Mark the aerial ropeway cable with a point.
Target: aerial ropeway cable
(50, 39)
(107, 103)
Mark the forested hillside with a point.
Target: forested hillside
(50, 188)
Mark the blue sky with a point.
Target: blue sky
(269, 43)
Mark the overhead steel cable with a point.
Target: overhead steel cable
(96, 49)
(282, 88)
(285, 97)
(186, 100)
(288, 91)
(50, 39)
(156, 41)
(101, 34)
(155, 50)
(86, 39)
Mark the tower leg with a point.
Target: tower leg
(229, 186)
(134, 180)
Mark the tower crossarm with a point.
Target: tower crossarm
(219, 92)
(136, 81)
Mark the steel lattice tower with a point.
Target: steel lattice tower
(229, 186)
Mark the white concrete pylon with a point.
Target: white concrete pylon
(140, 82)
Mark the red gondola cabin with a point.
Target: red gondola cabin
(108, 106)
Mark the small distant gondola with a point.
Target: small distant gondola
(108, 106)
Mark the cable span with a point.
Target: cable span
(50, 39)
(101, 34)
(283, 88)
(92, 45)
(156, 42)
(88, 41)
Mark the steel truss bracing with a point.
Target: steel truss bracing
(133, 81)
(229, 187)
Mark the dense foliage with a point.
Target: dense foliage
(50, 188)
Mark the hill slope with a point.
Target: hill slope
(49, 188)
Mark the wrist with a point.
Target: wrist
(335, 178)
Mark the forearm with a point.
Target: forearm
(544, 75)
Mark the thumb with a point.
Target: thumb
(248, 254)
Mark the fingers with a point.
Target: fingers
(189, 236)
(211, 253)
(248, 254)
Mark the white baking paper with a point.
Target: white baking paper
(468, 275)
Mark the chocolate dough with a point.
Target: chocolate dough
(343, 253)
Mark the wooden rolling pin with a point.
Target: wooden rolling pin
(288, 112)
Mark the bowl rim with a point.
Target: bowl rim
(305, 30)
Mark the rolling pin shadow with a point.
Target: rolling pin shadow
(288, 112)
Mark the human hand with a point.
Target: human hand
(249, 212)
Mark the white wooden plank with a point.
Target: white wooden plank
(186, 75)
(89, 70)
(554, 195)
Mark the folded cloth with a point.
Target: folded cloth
◆ ◆ ◆ ◆ ◆ ◆ ◆
> [Work to complete]
Transcribe word for word the lines from the one holding "Mark the steel truss bracing with a point." to the last line of the listing above, inclusive.

> [Complete output]
Mark the steel truss bracing with a point.
Target: steel truss bracing
(133, 81)
(229, 187)
Mark the dense foliage with a point.
Target: dense foliage
(50, 188)
Mark the hill slope with a point.
Target: hill slope
(49, 188)
Mark the wrist with a point.
Target: wrist
(335, 178)
Mark the forearm with a point.
Target: forearm
(544, 75)
Mark the thumb with a point.
Target: thumb
(248, 254)
Mark the fingers with a point.
Target: fingers
(189, 236)
(211, 253)
(248, 254)
Mark the white baking paper with a point.
Target: white baking paper
(468, 275)
Mark the chocolate dough with a point.
Target: chocolate dough
(343, 253)
Mark the wooden rolling pin with a point.
Target: wooden rolling pin
(288, 112)
Mark the bowl rim with a point.
Target: bowl rim
(305, 30)
Mark the rolling pin shadow with a point.
Target: rolling pin shadow
(288, 112)
Mark the human hand with a point.
Target: human hand
(249, 212)
Mark the white wooden plank with a point.
Target: white wooden plank
(186, 75)
(89, 70)
(554, 195)
Mark the folded cloth with a point.
Target: folded cloth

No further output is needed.